> _What the task asks_
Pull out every line in the items below that contains the word "nacelle". Case matters, so only take lines where it appears with the same capitalization.

> _The data_
• • • •
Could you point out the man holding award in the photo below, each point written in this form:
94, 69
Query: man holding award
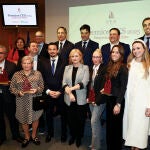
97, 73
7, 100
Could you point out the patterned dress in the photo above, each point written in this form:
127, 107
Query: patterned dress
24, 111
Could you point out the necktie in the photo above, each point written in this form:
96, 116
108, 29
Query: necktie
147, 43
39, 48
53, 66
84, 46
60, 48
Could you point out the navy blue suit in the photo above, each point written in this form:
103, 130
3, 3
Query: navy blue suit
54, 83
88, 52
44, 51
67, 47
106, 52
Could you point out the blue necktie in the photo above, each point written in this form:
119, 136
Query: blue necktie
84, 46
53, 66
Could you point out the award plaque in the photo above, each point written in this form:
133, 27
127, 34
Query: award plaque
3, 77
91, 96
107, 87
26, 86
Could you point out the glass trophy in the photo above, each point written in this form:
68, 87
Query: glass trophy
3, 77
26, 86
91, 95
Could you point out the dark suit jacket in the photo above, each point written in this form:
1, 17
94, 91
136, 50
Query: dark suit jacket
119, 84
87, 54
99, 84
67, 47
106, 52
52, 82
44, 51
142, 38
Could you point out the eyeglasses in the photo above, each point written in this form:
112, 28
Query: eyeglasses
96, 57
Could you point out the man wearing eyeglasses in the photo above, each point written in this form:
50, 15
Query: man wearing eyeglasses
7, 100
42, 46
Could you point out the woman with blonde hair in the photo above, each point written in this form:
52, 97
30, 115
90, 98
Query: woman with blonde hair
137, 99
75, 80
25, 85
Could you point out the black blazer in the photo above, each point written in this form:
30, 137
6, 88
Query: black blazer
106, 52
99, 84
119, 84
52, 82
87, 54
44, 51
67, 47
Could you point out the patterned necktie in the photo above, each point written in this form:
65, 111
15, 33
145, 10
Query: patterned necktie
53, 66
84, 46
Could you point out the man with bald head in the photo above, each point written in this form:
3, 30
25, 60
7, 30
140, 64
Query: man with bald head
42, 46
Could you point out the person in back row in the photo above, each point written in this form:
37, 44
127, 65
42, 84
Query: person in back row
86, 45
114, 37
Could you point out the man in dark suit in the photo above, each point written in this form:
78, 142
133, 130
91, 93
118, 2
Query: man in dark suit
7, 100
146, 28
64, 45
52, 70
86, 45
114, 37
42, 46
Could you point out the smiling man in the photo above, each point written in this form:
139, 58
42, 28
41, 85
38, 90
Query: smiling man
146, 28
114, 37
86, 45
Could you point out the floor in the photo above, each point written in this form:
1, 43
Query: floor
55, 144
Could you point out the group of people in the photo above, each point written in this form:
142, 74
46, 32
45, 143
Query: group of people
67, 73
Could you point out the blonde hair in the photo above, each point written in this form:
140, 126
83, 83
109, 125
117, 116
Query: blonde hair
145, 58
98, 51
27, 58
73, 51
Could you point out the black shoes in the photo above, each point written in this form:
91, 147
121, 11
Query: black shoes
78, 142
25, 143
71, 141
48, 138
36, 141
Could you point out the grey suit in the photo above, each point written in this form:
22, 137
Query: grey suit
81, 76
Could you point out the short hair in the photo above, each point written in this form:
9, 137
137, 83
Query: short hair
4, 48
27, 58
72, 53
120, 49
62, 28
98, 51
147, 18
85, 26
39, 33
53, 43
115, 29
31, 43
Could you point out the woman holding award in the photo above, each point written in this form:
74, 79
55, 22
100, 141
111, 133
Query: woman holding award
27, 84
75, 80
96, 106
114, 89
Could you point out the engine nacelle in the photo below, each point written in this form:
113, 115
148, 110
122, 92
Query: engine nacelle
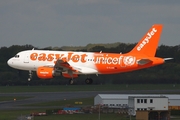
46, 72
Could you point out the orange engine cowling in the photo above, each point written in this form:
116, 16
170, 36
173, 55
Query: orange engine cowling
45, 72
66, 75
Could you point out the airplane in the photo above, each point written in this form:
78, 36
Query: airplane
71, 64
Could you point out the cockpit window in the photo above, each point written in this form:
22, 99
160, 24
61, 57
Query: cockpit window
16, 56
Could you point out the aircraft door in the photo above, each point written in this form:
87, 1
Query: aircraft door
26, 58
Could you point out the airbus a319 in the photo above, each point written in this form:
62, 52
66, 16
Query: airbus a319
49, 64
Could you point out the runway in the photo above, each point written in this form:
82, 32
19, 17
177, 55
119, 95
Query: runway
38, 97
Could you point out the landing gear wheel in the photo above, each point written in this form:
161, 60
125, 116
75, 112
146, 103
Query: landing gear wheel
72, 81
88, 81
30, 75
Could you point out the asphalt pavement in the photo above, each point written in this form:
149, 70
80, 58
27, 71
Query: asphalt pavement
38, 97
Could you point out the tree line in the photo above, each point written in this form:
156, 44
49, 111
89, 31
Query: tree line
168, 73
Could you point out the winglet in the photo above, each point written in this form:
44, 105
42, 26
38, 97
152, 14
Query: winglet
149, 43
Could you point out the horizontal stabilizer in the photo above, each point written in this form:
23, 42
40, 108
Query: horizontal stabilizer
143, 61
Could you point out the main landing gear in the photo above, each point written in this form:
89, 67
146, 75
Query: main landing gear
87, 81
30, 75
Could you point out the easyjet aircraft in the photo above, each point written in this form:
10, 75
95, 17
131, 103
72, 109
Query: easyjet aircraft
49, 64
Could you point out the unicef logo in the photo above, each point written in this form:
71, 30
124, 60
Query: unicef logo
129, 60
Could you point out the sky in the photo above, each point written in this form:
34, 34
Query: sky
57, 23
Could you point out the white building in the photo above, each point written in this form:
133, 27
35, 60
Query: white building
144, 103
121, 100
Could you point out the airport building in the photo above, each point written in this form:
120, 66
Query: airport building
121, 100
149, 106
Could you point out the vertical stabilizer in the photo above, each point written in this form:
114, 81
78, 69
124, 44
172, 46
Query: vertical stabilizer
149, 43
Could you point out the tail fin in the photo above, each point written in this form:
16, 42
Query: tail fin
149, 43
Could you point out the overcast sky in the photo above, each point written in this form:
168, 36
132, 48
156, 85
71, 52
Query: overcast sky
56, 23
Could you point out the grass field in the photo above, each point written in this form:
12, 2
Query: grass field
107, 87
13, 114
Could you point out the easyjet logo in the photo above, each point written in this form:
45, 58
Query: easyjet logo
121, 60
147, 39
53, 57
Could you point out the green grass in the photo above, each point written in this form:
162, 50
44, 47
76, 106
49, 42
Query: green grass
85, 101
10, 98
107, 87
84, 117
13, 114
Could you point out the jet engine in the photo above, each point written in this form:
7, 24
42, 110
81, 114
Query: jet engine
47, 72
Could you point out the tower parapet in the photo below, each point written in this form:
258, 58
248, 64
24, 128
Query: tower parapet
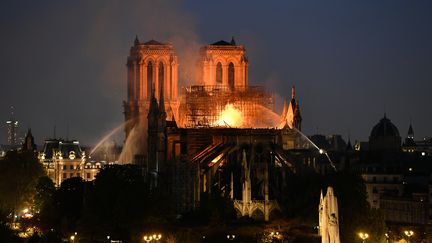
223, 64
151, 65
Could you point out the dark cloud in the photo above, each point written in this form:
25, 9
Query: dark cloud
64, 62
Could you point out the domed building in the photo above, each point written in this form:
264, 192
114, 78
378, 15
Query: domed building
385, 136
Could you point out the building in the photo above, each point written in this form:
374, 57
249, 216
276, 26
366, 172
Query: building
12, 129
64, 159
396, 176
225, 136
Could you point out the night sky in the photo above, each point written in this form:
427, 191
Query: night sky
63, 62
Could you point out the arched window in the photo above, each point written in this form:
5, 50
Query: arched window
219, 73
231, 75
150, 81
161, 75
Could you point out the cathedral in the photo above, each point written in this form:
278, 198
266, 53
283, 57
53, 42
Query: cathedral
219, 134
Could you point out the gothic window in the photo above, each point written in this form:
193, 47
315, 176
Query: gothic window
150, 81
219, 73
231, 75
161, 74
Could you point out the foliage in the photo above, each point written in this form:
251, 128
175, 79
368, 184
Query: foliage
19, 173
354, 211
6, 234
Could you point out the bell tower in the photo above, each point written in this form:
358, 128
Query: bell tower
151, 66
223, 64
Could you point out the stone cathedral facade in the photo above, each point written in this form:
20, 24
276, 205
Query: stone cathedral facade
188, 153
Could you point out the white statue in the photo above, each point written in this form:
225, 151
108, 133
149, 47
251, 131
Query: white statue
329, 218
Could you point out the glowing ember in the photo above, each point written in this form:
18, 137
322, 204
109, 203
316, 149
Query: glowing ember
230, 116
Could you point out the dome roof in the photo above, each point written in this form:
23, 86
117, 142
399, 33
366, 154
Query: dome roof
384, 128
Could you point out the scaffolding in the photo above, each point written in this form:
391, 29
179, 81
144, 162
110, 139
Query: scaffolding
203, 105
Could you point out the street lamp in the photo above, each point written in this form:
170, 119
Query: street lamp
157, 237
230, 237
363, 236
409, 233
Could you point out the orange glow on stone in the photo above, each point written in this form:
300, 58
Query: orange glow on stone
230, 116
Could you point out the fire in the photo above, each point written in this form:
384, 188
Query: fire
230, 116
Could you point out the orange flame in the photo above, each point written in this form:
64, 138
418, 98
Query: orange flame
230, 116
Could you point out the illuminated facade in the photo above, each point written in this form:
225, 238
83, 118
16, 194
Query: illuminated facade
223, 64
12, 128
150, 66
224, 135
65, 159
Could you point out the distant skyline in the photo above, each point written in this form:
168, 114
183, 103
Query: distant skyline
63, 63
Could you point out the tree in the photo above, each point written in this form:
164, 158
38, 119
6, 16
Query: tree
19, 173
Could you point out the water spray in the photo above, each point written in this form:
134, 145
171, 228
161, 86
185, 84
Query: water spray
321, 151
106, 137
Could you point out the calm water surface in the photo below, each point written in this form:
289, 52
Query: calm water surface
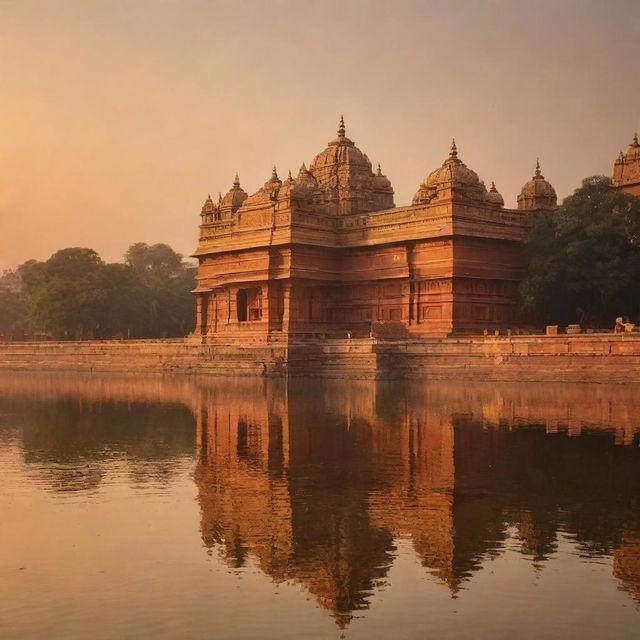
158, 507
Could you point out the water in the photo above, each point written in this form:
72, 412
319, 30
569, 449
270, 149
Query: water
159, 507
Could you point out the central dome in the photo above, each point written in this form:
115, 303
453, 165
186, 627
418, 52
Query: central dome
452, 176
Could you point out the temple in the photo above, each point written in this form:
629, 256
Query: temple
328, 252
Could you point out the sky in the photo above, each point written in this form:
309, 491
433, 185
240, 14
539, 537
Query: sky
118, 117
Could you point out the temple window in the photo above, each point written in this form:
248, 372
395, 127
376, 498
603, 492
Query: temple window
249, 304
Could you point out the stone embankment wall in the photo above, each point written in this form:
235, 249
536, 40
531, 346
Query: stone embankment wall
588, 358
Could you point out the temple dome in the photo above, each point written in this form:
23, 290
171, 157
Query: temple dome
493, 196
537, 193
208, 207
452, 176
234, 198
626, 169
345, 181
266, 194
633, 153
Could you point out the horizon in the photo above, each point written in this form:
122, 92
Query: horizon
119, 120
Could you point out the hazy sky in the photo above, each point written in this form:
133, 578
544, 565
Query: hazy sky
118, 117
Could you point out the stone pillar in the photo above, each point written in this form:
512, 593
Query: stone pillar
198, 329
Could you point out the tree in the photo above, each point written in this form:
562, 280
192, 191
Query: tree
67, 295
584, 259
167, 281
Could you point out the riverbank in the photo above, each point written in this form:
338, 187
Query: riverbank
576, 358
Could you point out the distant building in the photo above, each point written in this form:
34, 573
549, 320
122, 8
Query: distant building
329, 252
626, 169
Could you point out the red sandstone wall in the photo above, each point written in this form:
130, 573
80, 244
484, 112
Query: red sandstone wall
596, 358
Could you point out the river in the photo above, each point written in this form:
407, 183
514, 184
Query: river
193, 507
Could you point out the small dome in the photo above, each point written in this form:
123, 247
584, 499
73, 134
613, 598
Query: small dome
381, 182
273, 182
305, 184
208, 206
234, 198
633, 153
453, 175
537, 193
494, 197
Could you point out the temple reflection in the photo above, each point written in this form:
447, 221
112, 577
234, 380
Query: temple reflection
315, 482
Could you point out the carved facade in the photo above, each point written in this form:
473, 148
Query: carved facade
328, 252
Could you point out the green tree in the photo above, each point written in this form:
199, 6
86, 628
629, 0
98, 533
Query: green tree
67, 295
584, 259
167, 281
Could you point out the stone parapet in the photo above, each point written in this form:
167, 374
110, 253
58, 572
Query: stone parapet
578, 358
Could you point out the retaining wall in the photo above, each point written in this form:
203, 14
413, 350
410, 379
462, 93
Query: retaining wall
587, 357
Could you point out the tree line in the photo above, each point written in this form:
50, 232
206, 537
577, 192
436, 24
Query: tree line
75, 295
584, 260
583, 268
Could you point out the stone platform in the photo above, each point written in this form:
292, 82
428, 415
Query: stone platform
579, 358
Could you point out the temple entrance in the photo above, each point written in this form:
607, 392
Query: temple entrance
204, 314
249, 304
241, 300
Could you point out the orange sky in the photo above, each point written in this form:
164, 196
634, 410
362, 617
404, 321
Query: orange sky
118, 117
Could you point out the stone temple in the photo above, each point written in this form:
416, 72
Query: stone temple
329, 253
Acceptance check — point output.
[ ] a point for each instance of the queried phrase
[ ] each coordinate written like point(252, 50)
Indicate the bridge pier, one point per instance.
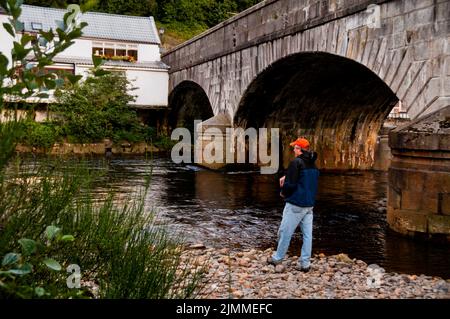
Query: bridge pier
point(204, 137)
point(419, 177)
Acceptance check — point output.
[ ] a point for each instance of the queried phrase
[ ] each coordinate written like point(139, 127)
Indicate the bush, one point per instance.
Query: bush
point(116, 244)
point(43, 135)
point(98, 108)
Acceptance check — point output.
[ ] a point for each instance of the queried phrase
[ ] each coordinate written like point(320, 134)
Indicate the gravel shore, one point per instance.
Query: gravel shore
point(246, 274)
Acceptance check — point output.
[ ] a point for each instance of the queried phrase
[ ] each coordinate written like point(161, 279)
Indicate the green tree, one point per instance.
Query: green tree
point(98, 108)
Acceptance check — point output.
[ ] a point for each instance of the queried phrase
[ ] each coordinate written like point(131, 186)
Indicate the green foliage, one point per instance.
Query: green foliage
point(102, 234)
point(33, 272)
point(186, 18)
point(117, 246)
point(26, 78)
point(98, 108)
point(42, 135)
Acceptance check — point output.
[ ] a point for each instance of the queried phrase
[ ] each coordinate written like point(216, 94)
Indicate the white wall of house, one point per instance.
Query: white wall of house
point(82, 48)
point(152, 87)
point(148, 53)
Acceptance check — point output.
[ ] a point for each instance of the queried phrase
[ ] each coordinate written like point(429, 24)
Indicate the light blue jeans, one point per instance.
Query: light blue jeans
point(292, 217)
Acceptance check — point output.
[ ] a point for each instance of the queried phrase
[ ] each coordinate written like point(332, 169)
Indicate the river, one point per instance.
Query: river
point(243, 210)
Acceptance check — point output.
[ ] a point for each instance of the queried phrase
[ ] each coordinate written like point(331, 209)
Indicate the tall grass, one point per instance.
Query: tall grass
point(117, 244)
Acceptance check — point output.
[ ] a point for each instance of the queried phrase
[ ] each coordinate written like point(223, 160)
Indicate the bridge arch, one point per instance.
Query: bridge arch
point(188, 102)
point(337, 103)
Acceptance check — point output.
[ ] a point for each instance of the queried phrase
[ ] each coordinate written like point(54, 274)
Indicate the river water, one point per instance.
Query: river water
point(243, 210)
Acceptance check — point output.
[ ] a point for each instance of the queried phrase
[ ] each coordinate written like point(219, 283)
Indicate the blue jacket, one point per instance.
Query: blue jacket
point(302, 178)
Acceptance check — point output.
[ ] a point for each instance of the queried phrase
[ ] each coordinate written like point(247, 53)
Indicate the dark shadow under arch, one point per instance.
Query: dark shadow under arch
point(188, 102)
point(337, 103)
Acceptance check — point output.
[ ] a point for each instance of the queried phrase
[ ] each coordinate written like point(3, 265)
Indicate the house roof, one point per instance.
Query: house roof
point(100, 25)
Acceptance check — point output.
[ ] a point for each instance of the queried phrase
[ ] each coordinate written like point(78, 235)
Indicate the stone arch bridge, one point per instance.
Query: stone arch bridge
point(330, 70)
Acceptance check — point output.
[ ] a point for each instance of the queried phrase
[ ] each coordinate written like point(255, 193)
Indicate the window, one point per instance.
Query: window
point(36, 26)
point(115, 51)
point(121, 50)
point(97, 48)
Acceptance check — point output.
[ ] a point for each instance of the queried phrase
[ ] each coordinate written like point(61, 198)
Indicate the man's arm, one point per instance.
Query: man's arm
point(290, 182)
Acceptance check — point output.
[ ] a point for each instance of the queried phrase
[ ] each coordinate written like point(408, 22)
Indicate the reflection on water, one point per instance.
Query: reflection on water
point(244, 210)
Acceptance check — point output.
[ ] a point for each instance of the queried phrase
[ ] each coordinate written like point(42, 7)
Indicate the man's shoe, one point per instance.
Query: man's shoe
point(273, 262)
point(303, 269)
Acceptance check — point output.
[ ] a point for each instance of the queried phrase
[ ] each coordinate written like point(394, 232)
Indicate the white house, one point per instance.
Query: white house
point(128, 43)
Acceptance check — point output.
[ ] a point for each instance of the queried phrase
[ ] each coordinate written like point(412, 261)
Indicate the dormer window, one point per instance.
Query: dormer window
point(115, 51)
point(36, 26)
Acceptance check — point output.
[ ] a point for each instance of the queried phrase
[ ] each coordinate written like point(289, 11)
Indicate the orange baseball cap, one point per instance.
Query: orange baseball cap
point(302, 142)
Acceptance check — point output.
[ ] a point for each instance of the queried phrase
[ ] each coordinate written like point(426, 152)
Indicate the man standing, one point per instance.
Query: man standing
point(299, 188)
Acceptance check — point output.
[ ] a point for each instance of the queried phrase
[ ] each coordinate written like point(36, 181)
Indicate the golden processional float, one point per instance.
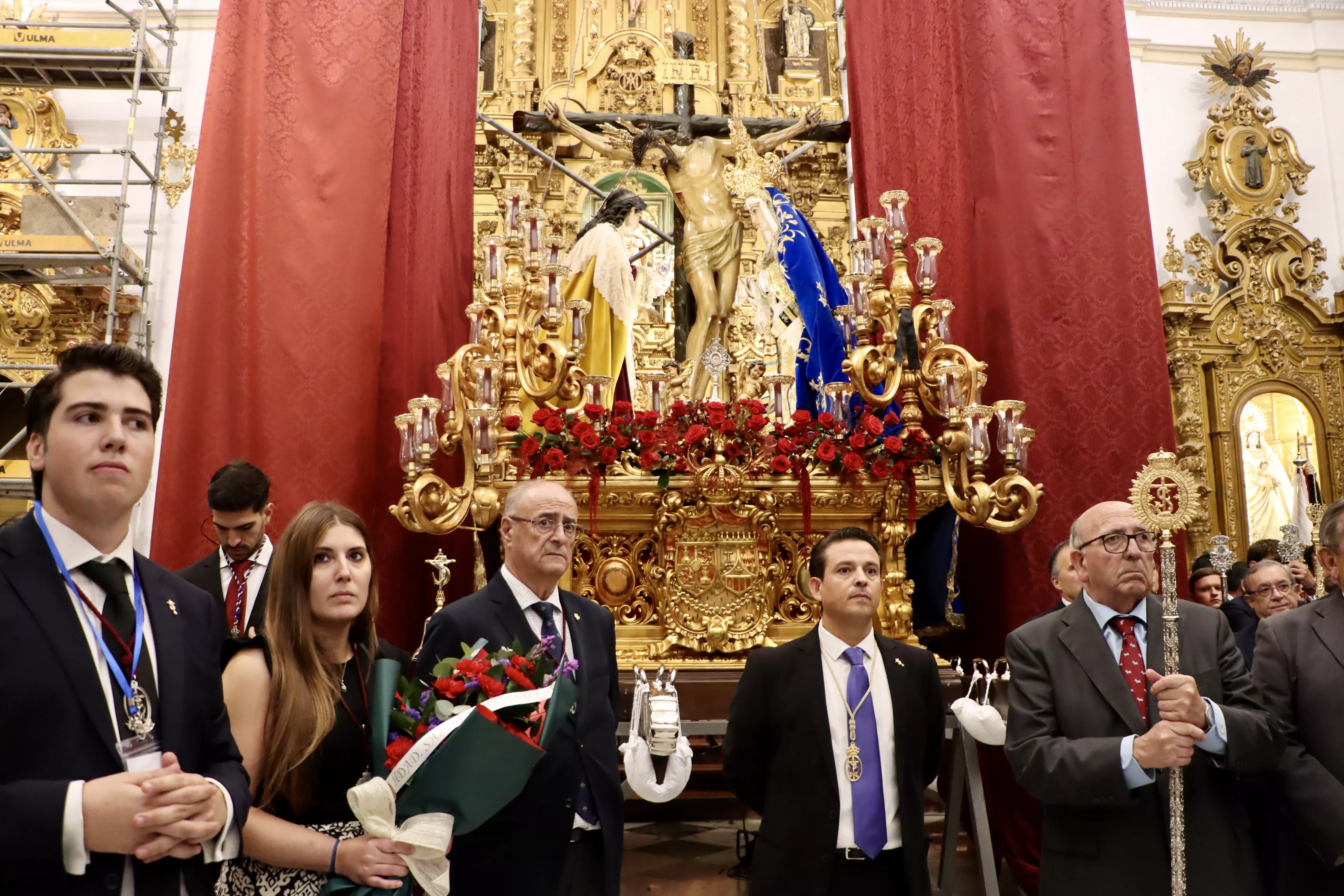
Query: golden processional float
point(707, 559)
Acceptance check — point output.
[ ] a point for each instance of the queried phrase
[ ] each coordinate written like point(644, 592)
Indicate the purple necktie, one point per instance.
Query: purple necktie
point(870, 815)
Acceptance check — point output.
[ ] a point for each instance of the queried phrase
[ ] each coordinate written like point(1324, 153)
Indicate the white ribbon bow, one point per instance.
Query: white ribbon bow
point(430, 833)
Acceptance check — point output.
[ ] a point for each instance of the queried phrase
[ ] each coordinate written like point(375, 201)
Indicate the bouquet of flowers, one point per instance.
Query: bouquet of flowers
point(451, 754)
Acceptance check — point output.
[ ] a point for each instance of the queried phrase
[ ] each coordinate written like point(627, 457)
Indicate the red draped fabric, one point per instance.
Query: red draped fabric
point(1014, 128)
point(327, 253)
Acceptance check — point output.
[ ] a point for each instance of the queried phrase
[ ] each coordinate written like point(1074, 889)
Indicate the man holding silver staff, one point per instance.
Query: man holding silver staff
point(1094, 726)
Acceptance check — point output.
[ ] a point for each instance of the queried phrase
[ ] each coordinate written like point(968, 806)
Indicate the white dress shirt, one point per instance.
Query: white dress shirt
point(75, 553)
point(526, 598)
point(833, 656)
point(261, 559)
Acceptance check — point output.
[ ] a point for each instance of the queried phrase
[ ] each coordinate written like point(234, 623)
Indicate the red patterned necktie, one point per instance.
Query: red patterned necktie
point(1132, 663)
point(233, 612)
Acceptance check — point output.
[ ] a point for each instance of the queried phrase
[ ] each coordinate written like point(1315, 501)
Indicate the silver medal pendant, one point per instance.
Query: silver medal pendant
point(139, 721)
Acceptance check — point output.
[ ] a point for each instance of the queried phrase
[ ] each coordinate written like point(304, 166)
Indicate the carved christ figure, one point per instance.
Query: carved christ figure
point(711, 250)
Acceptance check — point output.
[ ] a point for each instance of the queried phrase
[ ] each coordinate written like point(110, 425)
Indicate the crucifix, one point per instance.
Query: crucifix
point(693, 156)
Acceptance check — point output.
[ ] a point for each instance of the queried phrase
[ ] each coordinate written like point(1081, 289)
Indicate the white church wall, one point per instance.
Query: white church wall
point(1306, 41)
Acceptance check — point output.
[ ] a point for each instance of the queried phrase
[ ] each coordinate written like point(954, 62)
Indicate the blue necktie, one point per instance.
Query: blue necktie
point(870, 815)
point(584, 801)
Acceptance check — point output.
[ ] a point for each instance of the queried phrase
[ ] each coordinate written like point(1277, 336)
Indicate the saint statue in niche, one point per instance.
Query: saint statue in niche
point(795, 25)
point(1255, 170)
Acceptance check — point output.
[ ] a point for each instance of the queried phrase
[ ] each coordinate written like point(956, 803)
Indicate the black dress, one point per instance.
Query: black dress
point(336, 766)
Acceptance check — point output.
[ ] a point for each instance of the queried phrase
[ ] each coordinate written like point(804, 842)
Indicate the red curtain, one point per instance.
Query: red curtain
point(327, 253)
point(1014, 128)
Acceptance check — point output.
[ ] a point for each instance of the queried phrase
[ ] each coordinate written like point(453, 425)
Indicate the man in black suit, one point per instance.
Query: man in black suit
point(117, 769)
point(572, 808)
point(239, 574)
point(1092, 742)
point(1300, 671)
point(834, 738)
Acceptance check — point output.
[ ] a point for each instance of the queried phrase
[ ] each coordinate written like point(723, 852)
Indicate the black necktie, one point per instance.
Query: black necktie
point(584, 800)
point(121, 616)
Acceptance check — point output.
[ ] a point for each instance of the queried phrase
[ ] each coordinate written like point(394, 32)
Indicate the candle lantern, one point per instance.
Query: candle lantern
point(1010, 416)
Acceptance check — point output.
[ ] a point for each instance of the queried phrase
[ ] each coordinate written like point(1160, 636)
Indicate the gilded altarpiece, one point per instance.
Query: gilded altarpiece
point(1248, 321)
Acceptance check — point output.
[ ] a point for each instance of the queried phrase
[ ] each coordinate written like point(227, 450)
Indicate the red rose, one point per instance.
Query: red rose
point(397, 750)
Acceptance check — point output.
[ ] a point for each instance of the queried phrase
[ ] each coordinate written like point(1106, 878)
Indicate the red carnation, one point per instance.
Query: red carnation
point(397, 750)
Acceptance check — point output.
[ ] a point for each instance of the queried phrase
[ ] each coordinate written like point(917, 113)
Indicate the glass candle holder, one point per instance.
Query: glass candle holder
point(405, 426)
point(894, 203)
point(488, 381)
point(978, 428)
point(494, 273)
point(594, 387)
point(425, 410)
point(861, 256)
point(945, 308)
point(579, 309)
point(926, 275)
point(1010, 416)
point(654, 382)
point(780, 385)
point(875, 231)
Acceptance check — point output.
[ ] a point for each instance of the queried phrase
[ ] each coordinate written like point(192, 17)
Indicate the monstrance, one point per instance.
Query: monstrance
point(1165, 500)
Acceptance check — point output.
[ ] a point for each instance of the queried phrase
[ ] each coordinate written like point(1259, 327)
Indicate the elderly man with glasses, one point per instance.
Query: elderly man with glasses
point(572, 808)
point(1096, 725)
• • • •
> _Task solution_
Could you point out the engine nacelle in the photo below, each point written in this form:
Query: engine nacelle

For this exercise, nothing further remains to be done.